AIM OF THE EXERCISE
Each record is to be given again without alteration.

(Data extracted from a collection)
+ + +

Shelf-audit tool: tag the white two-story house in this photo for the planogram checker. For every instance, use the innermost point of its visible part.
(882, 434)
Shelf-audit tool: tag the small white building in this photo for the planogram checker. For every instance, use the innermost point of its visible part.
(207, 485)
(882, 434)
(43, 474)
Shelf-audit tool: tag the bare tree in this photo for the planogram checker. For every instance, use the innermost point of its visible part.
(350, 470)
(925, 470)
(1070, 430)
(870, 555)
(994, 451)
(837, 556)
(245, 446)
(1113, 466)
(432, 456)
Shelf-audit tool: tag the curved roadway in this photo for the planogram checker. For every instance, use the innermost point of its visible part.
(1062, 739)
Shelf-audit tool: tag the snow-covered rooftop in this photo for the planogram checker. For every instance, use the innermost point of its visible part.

+ + +

ANSWER AREA
Shelf-audit tool: tag the white two-story house in this photo for the planogram checker. For every instance, use the innermost point of its visible part.
(882, 434)
Shelf-audit tool: tag the small white building in this photo for the planogram checker. For every instance, use the innermost point of its visible part.
(207, 485)
(882, 434)
(43, 474)
Shelf-audit tool: tag the bare tree in this photo for the planogram checker. For every instance, use the innermost point of its visible part.
(350, 470)
(925, 470)
(1070, 430)
(870, 555)
(994, 451)
(837, 556)
(245, 446)
(1113, 466)
(432, 456)
Shelf-audit tool: tag the curved roadway in this photo for the planogram checker. For every instance, use the innermost point of its visible part.
(1062, 739)
Shelf-audit tool: tag the snow-covered rooftop in this photo for the planogram checker. For every instance, use the innermost point of its visible part.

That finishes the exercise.